*Entries supplied*:
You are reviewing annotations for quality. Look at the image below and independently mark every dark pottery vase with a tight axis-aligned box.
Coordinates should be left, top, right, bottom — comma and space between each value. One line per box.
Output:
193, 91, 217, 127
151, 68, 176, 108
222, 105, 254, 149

*Work item*: Nothing in the records may change; write them out again in full.

*Your solution*:
You are reviewing annotations for quality. Look at the image below and independently mark every dark pottery vase with a tight axis-aligned box.
Coordinates should be left, top, right, bottom — comma and space between each value. One line per box.
Output:
193, 91, 217, 127
151, 68, 176, 108
222, 105, 254, 149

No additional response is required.